Every line of the data is to be transcribed without error.

_Point localization data_
-.-.-
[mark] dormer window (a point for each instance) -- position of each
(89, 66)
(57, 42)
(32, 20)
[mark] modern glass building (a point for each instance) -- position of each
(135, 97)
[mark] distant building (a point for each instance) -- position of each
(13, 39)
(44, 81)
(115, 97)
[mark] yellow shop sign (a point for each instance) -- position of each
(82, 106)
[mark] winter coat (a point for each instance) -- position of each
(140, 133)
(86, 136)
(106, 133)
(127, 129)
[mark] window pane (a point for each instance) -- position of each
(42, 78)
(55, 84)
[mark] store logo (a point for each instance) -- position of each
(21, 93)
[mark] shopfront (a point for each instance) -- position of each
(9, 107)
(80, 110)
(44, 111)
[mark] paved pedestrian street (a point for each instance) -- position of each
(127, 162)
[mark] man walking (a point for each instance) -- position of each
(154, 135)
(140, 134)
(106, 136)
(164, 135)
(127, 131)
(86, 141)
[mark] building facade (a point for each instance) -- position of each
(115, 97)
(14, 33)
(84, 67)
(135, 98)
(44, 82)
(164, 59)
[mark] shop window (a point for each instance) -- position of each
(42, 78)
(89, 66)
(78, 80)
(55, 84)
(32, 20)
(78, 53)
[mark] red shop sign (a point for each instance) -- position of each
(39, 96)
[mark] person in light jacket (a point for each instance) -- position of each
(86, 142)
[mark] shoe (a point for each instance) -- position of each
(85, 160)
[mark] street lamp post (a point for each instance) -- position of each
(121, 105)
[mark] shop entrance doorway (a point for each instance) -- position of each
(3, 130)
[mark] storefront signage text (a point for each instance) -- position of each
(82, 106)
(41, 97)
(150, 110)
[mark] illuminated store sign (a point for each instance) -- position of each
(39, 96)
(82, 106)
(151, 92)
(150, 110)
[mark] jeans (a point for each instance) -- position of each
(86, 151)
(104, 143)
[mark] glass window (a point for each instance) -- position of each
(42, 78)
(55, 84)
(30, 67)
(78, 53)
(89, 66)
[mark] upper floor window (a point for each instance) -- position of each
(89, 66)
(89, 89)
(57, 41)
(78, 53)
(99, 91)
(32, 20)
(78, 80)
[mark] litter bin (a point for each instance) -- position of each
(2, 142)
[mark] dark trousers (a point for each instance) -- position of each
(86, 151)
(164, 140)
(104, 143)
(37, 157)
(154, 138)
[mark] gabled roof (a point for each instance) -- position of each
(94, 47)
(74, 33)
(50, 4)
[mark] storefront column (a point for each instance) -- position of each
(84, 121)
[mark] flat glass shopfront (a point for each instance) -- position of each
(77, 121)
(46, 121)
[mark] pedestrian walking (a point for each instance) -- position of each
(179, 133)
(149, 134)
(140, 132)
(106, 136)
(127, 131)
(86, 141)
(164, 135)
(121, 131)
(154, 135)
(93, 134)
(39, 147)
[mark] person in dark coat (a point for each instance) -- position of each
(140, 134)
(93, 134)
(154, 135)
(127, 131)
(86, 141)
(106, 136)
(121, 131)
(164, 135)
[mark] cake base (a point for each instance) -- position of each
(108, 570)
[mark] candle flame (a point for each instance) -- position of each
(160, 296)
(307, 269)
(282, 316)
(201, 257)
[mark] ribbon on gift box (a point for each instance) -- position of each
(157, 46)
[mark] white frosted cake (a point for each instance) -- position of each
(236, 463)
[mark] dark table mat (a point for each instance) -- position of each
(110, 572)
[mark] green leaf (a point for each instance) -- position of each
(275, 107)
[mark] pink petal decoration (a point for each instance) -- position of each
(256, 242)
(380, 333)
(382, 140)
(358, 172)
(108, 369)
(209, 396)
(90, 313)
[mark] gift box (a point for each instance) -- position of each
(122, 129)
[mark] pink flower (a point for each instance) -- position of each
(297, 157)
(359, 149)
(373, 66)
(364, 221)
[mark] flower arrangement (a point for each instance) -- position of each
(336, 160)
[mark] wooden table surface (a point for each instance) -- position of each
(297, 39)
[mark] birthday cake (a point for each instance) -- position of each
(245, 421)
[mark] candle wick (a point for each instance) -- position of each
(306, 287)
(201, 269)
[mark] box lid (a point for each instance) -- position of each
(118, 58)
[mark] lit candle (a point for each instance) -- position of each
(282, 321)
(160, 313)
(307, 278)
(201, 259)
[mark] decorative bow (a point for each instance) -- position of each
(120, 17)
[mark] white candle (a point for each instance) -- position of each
-.-.-
_RESULT FOR THIS EXERCISE_
[mark] dormer window (a point for each instance) -- position of each
(89, 66)
(57, 42)
(32, 20)
[mark] modern glass building (a point for each instance) -- position of each
(135, 97)
[mark] distant building (a point for each instance) -- position of each
(13, 39)
(44, 81)
(115, 97)
[mark] yellow shop sign (a point for each instance) -- position of each
(82, 106)
[mark] winter coat (a point for each instance) -- position of each
(140, 133)
(86, 136)
(106, 133)
(127, 129)
[mark] window pane (a point for each instance) -- position of each
(42, 78)
(55, 84)
[mark] store logo (a point for each instance) -- position of each
(21, 93)
[mark] shopfront (a point for each instance) -- position of each
(9, 107)
(80, 110)
(44, 111)
[mark] paved pedestrian street (a point for each instance) -- position of each
(127, 162)
[mark] man walking (a point for each instance) -- position of each
(154, 135)
(140, 134)
(106, 136)
(164, 135)
(127, 131)
(86, 141)
[mark] building facade (a point for each instance) -- position of each
(115, 97)
(14, 33)
(84, 67)
(135, 98)
(44, 82)
(164, 59)
[mark] shop window (a point for each instance) -- position of each
(42, 78)
(89, 66)
(78, 80)
(55, 84)
(32, 20)
(78, 53)
[mark] red shop sign (a point for each instance) -- position of each
(39, 96)
[mark] person in light jacket (a point for each instance) -- position of each
(86, 142)
[mark] shoe (a point for each instance) -- position of each
(85, 160)
[mark] street lamp post (a point for each instance) -- position of each
(121, 105)
[mark] shop entrance doorway (a point for each instance) -- position of each
(3, 130)
[mark] storefront signage text (a point for each instance) -- position of each
(82, 106)
(41, 97)
(150, 110)
[mark] illuminated store sign (a point for each instance) -- position of each
(39, 96)
(82, 106)
(151, 92)
(150, 110)
[mark] jeans (a point for each instance) -- position of each
(86, 151)
(104, 143)
[mark] glass window (a point for each instance) -- position of each
(42, 78)
(55, 84)
(30, 67)
(78, 53)
(89, 66)
[mark] upper floor window (a point for each instance) -- position of each
(89, 66)
(89, 89)
(57, 41)
(78, 53)
(99, 91)
(32, 20)
(78, 80)
[mark] litter bin (a point for each instance) -- position of each
(2, 142)
[mark] dark trousers (a point for each instance) -- position of each
(86, 151)
(164, 140)
(104, 143)
(37, 157)
(154, 138)
[mark] gabled roof (a point for each instance) -- position of each
(94, 47)
(74, 33)
(50, 4)
[mark] storefront column (a point for each instance) -- position of each
(84, 121)
[mark] flat glass shopfront (a point for each instance) -- position of each
(77, 121)
(46, 121)
[mark] pedestrian walking (a point for each instance) -- position of each
(179, 133)
(149, 134)
(140, 132)
(106, 136)
(127, 131)
(86, 141)
(164, 135)
(121, 131)
(154, 135)
(93, 134)
(39, 147)
[mark] person in dark coat (a point for each instance) -- position of each
(140, 134)
(93, 134)
(154, 135)
(127, 131)
(86, 141)
(106, 136)
(121, 131)
(164, 135)
[mark] cake base (a point for each instance) -- position of each
(108, 570)
[mark] candle flame (a point for each instance) -- position of each
(160, 296)
(307, 269)
(282, 316)
(201, 257)
[mark] ribbon on gift box (a point for each instance) -- position of each
(157, 46)
[mark] white frosted cake (a point for each instance) -- position of each
(236, 463)
[mark] dark table mat (a point for each instance) -- position of each
(110, 572)
[mark] green leaf (a point for each instance) -- position of each
(275, 107)
[mark] pink petal decoration (a point for each instance) -- position of each
(256, 242)
(380, 333)
(382, 140)
(358, 172)
(108, 369)
(209, 396)
(90, 313)
[mark] gift box (a point for each instance) -- position of each
(122, 129)
[mark] pink flower (a point for each instance) -- position of each
(297, 157)
(359, 149)
(373, 66)
(364, 221)
[mark] flower arrangement (a point for each instance) -- position of each
(336, 160)
[mark] wooden table surface (a point for each instance) -- position of each
(297, 39)
[mark] birthday cake (a point for each instance) -- position of each
(245, 421)
[mark] candle wick (a point for each instance) -- position of each
(306, 287)
(201, 269)
[mark] box lid (a point for each instance) -- position of each
(118, 58)
[mark] lit candle (a point for each instance) -- position of each
(282, 321)
(160, 313)
(307, 278)
(201, 259)
[mark] decorative bow (a point for each instance) -- position of each
(120, 17)
[mark] white candle (a point for each instance) -- position of each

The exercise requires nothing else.